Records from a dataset
_ _ _

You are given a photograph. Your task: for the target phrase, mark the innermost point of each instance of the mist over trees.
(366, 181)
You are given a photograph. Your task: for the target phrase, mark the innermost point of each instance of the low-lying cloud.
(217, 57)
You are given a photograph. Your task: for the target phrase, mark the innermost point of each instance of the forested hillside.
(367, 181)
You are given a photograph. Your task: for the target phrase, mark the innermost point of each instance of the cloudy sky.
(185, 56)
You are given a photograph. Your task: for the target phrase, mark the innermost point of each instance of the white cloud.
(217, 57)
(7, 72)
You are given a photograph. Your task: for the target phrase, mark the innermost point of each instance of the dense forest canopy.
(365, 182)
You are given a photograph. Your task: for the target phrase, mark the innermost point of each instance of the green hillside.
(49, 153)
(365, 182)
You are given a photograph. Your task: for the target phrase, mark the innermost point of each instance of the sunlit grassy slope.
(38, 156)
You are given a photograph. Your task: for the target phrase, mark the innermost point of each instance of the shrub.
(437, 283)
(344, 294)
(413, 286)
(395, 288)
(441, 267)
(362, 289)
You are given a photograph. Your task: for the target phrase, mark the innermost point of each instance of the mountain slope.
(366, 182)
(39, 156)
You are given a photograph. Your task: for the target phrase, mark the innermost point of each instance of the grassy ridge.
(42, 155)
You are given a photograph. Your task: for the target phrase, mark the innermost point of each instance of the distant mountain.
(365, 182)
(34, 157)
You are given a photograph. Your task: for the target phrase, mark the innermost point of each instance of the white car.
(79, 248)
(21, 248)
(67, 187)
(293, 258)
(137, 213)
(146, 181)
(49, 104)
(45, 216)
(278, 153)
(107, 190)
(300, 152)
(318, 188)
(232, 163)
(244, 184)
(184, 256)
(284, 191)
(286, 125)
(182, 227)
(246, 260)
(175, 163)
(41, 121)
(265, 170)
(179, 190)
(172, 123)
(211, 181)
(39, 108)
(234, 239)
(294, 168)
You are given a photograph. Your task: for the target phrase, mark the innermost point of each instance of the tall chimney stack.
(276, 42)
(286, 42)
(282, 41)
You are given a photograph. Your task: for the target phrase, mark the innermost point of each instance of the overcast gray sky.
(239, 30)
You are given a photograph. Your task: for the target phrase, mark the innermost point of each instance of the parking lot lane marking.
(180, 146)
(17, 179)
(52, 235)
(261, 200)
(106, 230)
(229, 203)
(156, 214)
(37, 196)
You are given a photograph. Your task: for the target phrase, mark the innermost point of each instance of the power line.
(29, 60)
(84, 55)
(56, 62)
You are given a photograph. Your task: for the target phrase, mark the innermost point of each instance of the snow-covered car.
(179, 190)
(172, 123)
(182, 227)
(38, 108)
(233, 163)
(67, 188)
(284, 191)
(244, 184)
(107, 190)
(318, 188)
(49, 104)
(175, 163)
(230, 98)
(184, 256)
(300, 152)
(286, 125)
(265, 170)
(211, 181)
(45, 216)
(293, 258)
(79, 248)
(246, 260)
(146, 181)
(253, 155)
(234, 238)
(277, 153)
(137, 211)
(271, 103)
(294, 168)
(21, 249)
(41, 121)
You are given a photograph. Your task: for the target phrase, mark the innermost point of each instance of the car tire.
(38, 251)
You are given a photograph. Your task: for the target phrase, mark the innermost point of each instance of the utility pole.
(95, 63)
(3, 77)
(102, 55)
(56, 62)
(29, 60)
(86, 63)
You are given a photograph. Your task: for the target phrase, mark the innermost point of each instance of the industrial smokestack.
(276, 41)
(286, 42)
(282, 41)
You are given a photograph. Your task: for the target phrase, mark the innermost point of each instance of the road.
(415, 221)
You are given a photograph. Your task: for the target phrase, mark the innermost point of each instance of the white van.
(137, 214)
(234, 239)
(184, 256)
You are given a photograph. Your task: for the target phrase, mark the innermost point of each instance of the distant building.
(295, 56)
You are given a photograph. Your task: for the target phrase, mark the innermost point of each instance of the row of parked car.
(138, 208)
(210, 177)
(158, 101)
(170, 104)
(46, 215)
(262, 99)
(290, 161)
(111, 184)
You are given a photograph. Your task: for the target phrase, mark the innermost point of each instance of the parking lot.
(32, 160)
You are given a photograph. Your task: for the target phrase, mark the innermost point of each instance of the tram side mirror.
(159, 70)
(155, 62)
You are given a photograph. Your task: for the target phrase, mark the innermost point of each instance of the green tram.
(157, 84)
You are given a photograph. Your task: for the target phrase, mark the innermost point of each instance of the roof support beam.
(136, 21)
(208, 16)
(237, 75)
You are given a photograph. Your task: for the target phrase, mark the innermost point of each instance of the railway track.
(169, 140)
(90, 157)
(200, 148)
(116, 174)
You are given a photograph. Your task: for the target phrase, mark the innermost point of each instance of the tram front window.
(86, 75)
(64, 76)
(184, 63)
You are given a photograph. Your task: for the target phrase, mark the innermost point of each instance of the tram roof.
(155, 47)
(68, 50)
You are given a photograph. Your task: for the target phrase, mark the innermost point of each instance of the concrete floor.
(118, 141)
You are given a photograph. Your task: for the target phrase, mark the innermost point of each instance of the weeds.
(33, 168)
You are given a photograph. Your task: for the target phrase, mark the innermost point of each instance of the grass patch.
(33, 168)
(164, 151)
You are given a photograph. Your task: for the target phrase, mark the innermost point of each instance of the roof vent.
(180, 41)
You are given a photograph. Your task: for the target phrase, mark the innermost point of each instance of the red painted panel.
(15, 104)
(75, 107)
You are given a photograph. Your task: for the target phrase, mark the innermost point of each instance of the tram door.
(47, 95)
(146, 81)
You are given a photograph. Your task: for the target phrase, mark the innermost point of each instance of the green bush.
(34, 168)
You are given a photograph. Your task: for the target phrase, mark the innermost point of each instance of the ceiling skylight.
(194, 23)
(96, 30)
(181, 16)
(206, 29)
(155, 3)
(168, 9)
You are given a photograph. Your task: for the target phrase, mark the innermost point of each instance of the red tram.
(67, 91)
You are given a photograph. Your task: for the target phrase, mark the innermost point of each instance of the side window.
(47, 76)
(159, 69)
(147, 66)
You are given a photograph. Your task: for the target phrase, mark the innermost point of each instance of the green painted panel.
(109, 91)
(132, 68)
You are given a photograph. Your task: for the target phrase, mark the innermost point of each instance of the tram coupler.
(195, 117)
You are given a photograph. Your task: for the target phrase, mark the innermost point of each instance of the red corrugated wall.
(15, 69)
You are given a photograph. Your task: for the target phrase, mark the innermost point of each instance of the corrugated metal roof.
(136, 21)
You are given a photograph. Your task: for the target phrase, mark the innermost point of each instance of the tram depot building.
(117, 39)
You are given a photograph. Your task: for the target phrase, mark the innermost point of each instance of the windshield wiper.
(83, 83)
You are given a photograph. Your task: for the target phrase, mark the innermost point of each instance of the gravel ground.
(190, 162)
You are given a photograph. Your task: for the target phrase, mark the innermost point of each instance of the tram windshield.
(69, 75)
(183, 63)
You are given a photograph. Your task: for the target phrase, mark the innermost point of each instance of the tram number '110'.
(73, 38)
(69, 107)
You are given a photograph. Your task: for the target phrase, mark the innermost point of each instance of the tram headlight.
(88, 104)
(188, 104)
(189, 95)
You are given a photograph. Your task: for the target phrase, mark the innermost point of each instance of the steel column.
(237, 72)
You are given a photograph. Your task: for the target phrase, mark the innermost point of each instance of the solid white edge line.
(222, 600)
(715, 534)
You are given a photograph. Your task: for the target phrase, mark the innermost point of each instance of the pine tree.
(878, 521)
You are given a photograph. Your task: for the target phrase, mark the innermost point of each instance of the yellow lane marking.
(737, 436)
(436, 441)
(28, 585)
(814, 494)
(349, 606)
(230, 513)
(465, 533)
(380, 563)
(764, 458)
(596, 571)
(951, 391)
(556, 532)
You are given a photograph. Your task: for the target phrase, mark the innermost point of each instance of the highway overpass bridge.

_ _ _

:: Written request ::
From the line containing "tram number '110'." to the last line of the material, please quote every line exactly and only those.

:: Result ::
You are given a photograph. Your task: for the target phrase, mark the innermost point of each instance of the tram number '110'.
(73, 38)
(69, 107)
You are given a photograph. Your task: for the target phrase, mark the innermost point of each instance of the tram headlight.
(88, 104)
(188, 104)
(189, 95)
You are given a photograph. Your task: for the target phrase, mark the innermost point of each instance of the steel column.
(237, 72)
You are given a photograph. Your task: for the target phrase, mark the innermost point of each instance of the solid white edge line.
(222, 600)
(715, 534)
You are given a photograph. Your task: for the target phrase, mark the innermost point of each instance of the pine tree.
(878, 521)
You are given a photograph. Your task: for the target phrase, mark the innermost point of each instance of the yellow lane marking.
(737, 436)
(436, 441)
(28, 585)
(814, 494)
(349, 606)
(230, 513)
(465, 533)
(380, 563)
(764, 458)
(596, 571)
(951, 391)
(556, 532)
You are given a photograph. Your task: for the target phrase, mark the innermost point of each instance of the highway overpass bridge.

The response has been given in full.